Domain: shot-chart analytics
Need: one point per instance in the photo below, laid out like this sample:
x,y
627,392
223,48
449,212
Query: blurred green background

════════════════

## Aim of the exercise
Your task is to transcribe the listing above in full, exactly as given.

## Solution to this task
Domain: shot-chart analytics
Need: one point per instance in the photo below, laid out like this sample:
x,y
627,392
223,48
449,212
Query: blurred green background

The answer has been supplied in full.